=== Assignment ===
Character for character, give back every line below.

Start of Block

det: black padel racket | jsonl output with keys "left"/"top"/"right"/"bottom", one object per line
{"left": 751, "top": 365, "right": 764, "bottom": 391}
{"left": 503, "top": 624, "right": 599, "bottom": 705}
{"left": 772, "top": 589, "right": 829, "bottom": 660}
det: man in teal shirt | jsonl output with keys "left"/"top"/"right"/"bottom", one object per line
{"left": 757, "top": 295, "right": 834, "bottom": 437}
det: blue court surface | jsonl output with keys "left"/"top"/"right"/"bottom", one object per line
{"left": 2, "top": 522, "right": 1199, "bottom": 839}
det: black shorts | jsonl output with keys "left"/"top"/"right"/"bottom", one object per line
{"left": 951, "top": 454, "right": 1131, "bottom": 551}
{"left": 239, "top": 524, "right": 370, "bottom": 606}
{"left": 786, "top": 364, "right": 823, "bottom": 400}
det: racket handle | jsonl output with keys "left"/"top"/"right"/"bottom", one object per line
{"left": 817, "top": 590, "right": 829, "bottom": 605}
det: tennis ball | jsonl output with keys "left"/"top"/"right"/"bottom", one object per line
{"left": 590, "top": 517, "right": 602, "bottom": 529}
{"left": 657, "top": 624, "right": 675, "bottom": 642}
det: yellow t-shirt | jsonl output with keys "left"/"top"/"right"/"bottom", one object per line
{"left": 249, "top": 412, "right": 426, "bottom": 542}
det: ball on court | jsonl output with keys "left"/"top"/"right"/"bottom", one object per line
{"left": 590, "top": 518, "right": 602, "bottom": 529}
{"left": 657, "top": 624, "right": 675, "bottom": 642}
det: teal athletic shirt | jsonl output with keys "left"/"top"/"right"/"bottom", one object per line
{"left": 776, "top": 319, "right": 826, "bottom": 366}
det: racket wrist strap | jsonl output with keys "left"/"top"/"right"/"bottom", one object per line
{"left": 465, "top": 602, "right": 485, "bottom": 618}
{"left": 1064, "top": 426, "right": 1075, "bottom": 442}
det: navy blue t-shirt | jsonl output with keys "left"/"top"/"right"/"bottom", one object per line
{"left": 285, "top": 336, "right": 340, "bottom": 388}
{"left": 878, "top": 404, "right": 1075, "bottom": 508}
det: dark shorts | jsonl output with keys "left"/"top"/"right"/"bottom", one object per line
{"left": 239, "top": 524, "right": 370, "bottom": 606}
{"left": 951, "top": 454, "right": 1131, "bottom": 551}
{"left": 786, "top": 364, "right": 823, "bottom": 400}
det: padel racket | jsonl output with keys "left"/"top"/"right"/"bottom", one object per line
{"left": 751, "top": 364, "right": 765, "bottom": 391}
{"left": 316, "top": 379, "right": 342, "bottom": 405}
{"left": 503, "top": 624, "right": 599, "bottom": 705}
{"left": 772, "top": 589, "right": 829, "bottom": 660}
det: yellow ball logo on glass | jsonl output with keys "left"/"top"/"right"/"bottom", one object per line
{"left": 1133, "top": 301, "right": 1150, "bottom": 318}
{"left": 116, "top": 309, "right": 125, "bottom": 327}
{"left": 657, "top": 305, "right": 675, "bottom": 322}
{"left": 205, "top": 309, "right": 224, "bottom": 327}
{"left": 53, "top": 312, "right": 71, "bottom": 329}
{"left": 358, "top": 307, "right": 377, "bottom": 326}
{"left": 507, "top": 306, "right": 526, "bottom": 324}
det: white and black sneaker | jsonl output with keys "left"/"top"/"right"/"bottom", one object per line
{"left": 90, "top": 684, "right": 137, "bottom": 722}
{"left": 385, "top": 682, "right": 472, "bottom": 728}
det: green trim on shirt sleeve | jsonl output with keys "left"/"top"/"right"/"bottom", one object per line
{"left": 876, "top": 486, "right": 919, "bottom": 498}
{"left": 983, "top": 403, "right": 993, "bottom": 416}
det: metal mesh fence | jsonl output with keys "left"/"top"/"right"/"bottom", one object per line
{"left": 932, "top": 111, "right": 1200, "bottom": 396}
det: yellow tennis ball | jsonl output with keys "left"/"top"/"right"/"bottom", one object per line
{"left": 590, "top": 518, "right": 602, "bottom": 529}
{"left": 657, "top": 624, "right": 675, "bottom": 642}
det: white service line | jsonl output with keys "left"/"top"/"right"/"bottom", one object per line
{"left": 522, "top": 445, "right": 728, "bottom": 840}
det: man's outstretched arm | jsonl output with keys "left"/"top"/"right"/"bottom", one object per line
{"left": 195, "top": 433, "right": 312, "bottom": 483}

End of Block

=== Task result ===
det: black padel racket | jsonl output with keys "left"/"top"/"right"/"bottom", one object per line
{"left": 751, "top": 365, "right": 764, "bottom": 391}
{"left": 503, "top": 624, "right": 599, "bottom": 705}
{"left": 772, "top": 589, "right": 829, "bottom": 660}
det: man in teal shirt | jsonl output with keys "left"/"top"/"right"/"bottom", one object per line
{"left": 757, "top": 295, "right": 834, "bottom": 437}
det: blue court surface | jsonl output with keys "left"/"top"/"right"/"bottom", one object per line
{"left": 2, "top": 522, "right": 1199, "bottom": 839}
det: black shorts | jsonl output with keys "left"/"top"/"right"/"bottom", one object per line
{"left": 951, "top": 454, "right": 1131, "bottom": 551}
{"left": 239, "top": 524, "right": 370, "bottom": 606}
{"left": 786, "top": 364, "right": 823, "bottom": 400}
det: racket handle | jsonl output with keys "left"/"top"/"right"/"bottom", one object per line
{"left": 817, "top": 590, "right": 829, "bottom": 605}
det: tennis ball | jsonl output with keys "left"/"top"/"right"/"bottom", one object per line
{"left": 590, "top": 517, "right": 602, "bottom": 529}
{"left": 657, "top": 624, "right": 675, "bottom": 642}
det: yellow t-shirt | jsonl output with keys "left"/"top"/"right"/"bottom", one object per line
{"left": 249, "top": 412, "right": 426, "bottom": 542}
det: ball on court | jsonl output with keys "left"/"top"/"right"/"bottom", one object per line
{"left": 590, "top": 518, "right": 602, "bottom": 529}
{"left": 657, "top": 624, "right": 675, "bottom": 642}
det: teal athletic shirt | jsonl output with keys "left"/"top"/"right"/"bottom", one object per line
{"left": 776, "top": 319, "right": 826, "bottom": 366}
det: racket wrist strap | jsonl output with keys "left"/"top"/"right"/"bottom", one object per line
{"left": 465, "top": 602, "right": 485, "bottom": 618}
{"left": 1064, "top": 426, "right": 1075, "bottom": 442}
det: navy blue t-shirt | jsonl output with keys "left"/"top"/"right"/"bottom", one object per line
{"left": 285, "top": 336, "right": 340, "bottom": 388}
{"left": 878, "top": 404, "right": 1075, "bottom": 508}
det: dark shorts | jsonl output with keys "left"/"top"/"right"/"bottom", one object per line
{"left": 239, "top": 524, "right": 370, "bottom": 606}
{"left": 951, "top": 454, "right": 1131, "bottom": 551}
{"left": 786, "top": 364, "right": 823, "bottom": 400}
det: padel racket | jsonl output with keys "left"/"top"/"right"/"bottom", one object per line
{"left": 751, "top": 364, "right": 765, "bottom": 391}
{"left": 316, "top": 379, "right": 342, "bottom": 405}
{"left": 503, "top": 624, "right": 599, "bottom": 705}
{"left": 772, "top": 589, "right": 829, "bottom": 660}
det: yellow ball logo on glass | jsonl output with keys "left"/"top"/"right"/"bottom", one object per line
{"left": 1133, "top": 301, "right": 1150, "bottom": 318}
{"left": 116, "top": 309, "right": 125, "bottom": 327}
{"left": 657, "top": 305, "right": 675, "bottom": 322}
{"left": 205, "top": 309, "right": 224, "bottom": 327}
{"left": 53, "top": 312, "right": 71, "bottom": 329}
{"left": 358, "top": 307, "right": 377, "bottom": 326}
{"left": 507, "top": 306, "right": 526, "bottom": 324}
det: white and black sneaker | jsonl output with keys "left"/"top"/"right"/"bottom", one object per line
{"left": 90, "top": 684, "right": 137, "bottom": 722}
{"left": 385, "top": 682, "right": 472, "bottom": 728}
det: green trim on shirt sleeve | jsonl output with keys "left"/"top"/"right"/"bottom", one object per line
{"left": 876, "top": 486, "right": 919, "bottom": 498}
{"left": 983, "top": 403, "right": 993, "bottom": 416}
det: metal mesh fence | jsonl output with keys "left"/"top"/"right"/"bottom", one object per line
{"left": 932, "top": 111, "right": 1200, "bottom": 396}
det: yellow tennis ball | jsonl output with keys "left"/"top"/"right"/"bottom", one object per line
{"left": 590, "top": 518, "right": 602, "bottom": 529}
{"left": 657, "top": 624, "right": 675, "bottom": 642}
det: white service line | jsonl output with keys "left"/"top"/"right"/"bottom", one object per line
{"left": 522, "top": 445, "right": 728, "bottom": 840}
det: man's outstretched arm | jsonl output with keys "left"/"top"/"right"/"bottom", one object per line
{"left": 195, "top": 433, "right": 312, "bottom": 483}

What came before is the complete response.